- _The exercise_
Lay out everything from the line containing "any throw pillow." down to the line containing "(180, 264), (236, 283)" as a JSON list of strings, one string per line, with blank lines left out and nothing included from outside that span.

═══ Data for the task

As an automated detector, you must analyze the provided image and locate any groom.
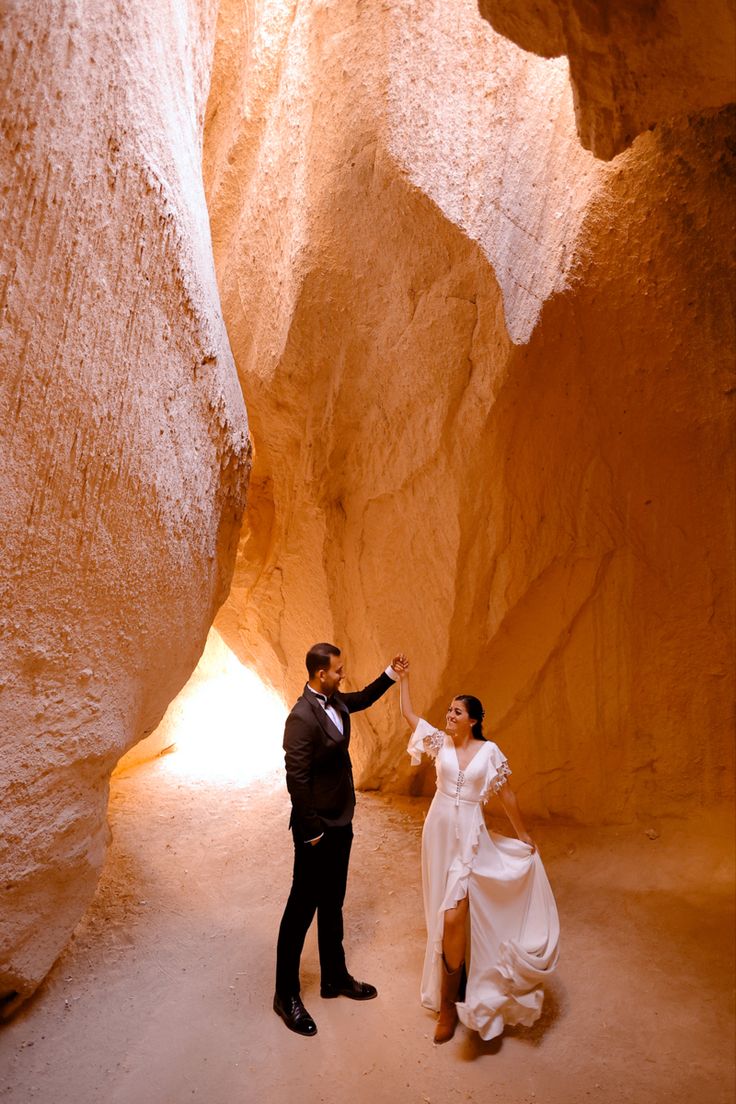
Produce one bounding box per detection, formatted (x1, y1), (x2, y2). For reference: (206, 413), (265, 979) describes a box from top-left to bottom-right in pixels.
(274, 644), (406, 1036)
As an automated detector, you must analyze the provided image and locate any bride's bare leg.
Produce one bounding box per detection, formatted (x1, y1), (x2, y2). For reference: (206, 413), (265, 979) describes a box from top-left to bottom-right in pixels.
(435, 898), (468, 1042)
(442, 896), (468, 970)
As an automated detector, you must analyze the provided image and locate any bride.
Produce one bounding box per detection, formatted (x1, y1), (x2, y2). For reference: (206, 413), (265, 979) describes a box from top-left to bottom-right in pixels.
(399, 670), (559, 1042)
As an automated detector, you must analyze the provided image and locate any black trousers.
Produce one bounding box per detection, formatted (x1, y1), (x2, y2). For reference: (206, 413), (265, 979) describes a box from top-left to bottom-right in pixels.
(276, 825), (353, 998)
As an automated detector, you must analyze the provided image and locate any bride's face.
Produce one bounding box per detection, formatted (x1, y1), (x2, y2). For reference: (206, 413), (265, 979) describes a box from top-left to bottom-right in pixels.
(445, 698), (472, 736)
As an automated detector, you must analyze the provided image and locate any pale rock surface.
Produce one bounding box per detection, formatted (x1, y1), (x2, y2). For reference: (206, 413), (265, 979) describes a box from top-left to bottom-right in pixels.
(205, 0), (734, 826)
(478, 0), (736, 159)
(0, 0), (248, 1011)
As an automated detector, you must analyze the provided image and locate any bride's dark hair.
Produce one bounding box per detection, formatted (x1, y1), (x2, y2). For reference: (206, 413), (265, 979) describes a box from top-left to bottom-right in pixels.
(452, 693), (486, 740)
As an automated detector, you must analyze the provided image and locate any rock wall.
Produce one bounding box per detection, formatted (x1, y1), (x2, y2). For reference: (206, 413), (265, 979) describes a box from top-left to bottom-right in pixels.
(478, 0), (736, 158)
(0, 0), (248, 1012)
(205, 0), (734, 821)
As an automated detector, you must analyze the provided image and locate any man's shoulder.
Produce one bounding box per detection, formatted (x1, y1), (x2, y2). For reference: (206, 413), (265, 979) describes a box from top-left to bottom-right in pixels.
(287, 693), (312, 721)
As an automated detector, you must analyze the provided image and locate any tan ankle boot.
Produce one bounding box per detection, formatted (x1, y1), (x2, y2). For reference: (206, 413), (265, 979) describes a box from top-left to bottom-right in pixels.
(435, 955), (462, 1042)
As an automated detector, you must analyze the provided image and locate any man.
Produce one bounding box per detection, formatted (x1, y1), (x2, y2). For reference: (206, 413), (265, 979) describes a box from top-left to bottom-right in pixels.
(274, 644), (406, 1036)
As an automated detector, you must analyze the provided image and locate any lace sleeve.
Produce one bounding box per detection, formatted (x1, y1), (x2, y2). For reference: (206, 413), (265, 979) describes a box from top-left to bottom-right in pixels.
(406, 721), (445, 766)
(490, 760), (511, 794)
(482, 744), (511, 802)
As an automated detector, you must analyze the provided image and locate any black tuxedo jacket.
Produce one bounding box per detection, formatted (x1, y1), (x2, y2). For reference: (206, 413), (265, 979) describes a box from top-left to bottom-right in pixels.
(284, 671), (394, 840)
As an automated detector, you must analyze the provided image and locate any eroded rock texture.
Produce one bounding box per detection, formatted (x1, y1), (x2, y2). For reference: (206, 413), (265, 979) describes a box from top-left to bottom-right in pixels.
(478, 0), (736, 158)
(0, 0), (248, 1011)
(205, 0), (734, 820)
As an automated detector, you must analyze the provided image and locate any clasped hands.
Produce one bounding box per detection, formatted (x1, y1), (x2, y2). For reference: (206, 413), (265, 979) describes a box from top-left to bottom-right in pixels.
(391, 651), (409, 680)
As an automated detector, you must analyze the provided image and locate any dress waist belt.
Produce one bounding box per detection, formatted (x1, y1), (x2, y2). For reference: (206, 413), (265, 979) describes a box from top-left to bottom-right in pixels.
(437, 789), (482, 805)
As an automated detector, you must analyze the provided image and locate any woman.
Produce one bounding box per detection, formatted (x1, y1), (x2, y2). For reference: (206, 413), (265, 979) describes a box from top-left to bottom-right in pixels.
(399, 671), (559, 1042)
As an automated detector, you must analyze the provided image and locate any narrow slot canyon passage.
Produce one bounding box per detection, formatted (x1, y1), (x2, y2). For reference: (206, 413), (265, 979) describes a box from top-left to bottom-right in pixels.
(0, 724), (734, 1104)
(0, 0), (736, 1104)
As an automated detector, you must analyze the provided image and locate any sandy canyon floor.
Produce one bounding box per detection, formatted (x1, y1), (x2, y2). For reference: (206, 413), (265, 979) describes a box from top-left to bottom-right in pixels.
(0, 752), (734, 1104)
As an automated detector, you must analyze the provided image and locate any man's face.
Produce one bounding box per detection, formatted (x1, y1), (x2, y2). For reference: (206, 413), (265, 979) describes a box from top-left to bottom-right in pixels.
(319, 656), (345, 698)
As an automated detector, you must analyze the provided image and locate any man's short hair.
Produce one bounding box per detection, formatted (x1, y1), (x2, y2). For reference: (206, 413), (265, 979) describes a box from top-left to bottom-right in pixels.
(307, 644), (340, 679)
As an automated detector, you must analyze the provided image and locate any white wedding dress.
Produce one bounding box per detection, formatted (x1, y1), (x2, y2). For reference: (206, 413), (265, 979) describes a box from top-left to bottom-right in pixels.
(407, 721), (559, 1039)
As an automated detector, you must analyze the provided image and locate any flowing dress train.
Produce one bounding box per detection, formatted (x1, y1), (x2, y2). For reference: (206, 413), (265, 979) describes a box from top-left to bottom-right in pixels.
(407, 721), (559, 1039)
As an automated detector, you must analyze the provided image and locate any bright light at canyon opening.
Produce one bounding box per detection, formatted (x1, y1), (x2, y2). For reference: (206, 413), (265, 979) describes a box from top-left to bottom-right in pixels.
(154, 629), (287, 786)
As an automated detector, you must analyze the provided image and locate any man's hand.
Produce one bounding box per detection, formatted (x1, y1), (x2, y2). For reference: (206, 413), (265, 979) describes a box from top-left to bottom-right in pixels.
(391, 651), (409, 679)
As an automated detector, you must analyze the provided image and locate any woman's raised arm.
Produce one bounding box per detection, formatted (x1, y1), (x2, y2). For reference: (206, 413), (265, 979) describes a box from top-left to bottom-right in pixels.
(499, 783), (536, 851)
(398, 664), (419, 731)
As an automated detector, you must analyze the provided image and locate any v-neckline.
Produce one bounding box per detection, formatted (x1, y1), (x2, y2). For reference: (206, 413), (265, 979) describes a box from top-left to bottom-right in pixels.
(449, 736), (488, 774)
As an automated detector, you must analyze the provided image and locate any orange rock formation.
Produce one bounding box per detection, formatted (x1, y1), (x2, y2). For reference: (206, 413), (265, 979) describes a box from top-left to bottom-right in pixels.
(0, 0), (248, 1011)
(205, 0), (734, 820)
(478, 0), (736, 158)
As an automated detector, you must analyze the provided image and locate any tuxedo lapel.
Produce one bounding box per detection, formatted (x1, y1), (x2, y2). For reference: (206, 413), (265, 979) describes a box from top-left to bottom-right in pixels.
(305, 693), (345, 744)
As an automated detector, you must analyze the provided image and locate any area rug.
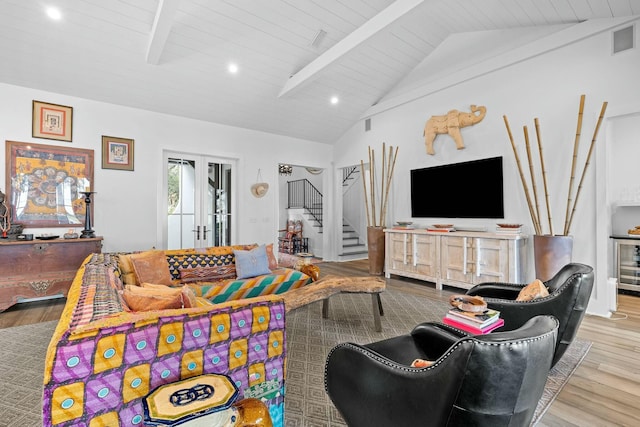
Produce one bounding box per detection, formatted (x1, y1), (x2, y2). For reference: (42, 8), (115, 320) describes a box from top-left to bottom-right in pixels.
(0, 289), (591, 427)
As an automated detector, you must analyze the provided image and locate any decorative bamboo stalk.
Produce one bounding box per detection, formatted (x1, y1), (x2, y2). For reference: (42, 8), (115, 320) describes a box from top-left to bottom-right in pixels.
(563, 95), (585, 236)
(533, 117), (553, 236)
(565, 102), (608, 234)
(380, 142), (387, 225)
(381, 147), (398, 225)
(360, 160), (371, 227)
(502, 115), (541, 234)
(523, 126), (540, 234)
(369, 147), (378, 227)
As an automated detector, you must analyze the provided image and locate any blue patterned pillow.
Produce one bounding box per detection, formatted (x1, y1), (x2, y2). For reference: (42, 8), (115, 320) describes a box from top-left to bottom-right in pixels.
(233, 245), (271, 279)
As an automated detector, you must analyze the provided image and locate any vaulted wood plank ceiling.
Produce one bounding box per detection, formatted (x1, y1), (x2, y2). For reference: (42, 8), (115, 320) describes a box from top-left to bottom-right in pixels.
(0, 0), (640, 143)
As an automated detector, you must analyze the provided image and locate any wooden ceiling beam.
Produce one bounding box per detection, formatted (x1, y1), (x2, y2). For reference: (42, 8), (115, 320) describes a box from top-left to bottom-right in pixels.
(278, 0), (425, 98)
(147, 0), (182, 65)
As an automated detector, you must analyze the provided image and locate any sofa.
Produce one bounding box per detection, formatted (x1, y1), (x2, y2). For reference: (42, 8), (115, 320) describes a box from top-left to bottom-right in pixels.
(42, 245), (312, 427)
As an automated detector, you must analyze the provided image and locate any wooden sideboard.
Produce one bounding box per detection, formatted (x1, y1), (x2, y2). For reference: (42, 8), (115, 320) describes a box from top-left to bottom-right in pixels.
(385, 229), (527, 289)
(0, 237), (102, 311)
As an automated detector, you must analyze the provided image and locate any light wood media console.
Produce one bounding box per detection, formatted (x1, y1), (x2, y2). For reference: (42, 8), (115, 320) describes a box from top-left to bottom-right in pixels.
(384, 228), (527, 289)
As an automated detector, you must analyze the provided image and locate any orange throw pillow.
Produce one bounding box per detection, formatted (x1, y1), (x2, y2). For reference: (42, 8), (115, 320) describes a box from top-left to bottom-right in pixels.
(411, 359), (433, 368)
(129, 251), (173, 285)
(122, 285), (183, 311)
(267, 243), (278, 270)
(516, 279), (549, 301)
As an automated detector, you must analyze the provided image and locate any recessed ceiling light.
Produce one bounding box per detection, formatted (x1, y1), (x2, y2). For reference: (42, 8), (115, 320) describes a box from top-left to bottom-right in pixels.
(47, 7), (62, 21)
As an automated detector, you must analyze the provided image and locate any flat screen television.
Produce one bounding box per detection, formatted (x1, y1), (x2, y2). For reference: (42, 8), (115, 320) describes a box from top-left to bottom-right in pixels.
(411, 157), (504, 218)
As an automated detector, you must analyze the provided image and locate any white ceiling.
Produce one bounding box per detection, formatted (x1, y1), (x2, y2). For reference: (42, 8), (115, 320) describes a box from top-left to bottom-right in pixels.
(0, 0), (640, 143)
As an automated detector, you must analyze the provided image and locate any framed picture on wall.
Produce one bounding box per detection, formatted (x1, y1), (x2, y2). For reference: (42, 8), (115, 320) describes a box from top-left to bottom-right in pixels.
(102, 135), (134, 171)
(6, 141), (94, 228)
(31, 101), (73, 142)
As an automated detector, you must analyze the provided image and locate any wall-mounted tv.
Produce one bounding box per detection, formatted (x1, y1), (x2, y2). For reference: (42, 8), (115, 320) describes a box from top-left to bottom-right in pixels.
(411, 157), (504, 218)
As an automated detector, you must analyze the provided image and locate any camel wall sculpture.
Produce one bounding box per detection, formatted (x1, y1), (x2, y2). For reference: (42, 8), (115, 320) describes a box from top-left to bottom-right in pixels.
(423, 105), (487, 155)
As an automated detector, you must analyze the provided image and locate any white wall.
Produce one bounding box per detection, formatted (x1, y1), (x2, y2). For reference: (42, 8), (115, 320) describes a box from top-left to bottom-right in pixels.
(0, 84), (333, 251)
(334, 17), (640, 315)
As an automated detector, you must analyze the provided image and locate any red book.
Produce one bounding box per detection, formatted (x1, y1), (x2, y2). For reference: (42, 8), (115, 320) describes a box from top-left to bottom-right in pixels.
(442, 317), (504, 335)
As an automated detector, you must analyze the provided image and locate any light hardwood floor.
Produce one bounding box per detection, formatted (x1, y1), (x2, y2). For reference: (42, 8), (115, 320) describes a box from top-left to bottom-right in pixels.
(0, 260), (640, 427)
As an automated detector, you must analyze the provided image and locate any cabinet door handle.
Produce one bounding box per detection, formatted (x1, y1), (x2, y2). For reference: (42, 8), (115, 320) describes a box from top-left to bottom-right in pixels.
(402, 234), (407, 265)
(462, 237), (467, 274)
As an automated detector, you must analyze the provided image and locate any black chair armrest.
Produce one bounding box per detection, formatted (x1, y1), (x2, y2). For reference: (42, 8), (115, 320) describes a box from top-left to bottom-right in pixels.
(466, 282), (526, 300)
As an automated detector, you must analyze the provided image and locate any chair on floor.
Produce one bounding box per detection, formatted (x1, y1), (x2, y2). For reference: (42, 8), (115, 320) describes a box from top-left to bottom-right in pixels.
(278, 219), (303, 254)
(467, 263), (593, 366)
(325, 316), (558, 427)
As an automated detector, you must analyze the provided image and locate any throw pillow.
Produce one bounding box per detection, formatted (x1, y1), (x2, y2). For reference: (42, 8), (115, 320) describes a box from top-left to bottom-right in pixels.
(411, 359), (433, 368)
(122, 285), (183, 311)
(139, 282), (182, 295)
(129, 251), (173, 285)
(233, 245), (271, 279)
(180, 264), (236, 283)
(118, 254), (138, 285)
(516, 279), (549, 301)
(267, 243), (278, 270)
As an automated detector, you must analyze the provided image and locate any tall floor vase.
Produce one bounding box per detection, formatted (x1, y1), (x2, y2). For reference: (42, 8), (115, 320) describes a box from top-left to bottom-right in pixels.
(367, 227), (384, 276)
(533, 234), (573, 281)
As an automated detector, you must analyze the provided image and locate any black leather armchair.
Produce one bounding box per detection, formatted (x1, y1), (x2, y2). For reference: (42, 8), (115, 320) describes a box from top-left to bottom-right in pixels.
(325, 316), (558, 427)
(467, 263), (593, 366)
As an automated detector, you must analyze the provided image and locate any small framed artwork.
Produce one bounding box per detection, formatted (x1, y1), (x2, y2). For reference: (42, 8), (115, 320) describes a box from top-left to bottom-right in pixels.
(102, 135), (133, 171)
(31, 101), (73, 142)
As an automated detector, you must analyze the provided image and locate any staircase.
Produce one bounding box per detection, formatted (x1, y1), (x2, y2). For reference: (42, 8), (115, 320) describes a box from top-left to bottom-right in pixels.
(287, 173), (368, 261)
(338, 166), (368, 261)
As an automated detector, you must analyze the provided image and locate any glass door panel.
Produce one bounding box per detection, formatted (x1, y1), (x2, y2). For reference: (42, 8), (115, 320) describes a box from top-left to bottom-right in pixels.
(164, 154), (233, 249)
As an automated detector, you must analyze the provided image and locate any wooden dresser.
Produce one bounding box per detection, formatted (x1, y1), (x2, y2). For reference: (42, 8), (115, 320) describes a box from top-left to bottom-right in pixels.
(0, 237), (102, 311)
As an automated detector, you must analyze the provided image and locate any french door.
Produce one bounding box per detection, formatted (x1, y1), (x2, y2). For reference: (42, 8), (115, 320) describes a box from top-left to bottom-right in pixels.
(163, 152), (235, 249)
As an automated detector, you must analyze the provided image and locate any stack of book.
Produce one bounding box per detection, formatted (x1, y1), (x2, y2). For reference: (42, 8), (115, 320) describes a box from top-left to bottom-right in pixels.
(442, 307), (504, 335)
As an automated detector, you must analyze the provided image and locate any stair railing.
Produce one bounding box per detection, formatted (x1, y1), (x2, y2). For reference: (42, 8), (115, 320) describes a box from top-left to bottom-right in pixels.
(287, 179), (322, 227)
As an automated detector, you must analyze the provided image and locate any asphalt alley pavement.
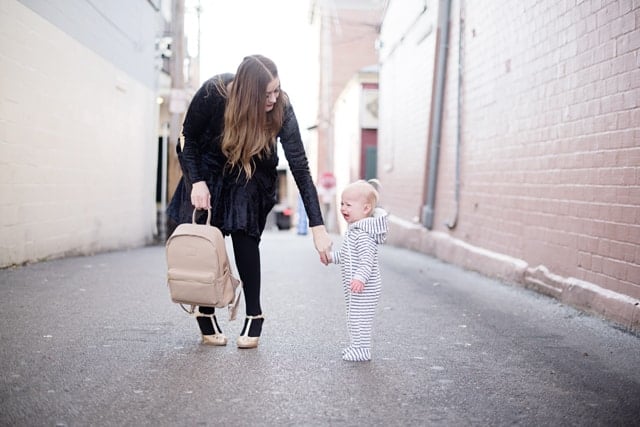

══════

- _The completed task_
[
  "As an automated detector, you must analyze the provided image and locate any throw pillow.",
  "Produce one bounding box per detection, formatted (x1, y1), (x2, y2). For reference: (42, 8), (115, 320) describes a box from top-left to bottom-right in pixels.",
  "(411, 359), (433, 368)",
  "(122, 285), (183, 311)",
  "(139, 282), (182, 295)",
  "(129, 251), (173, 285)",
  "(233, 245), (271, 279)",
  "(180, 264), (236, 283)"
]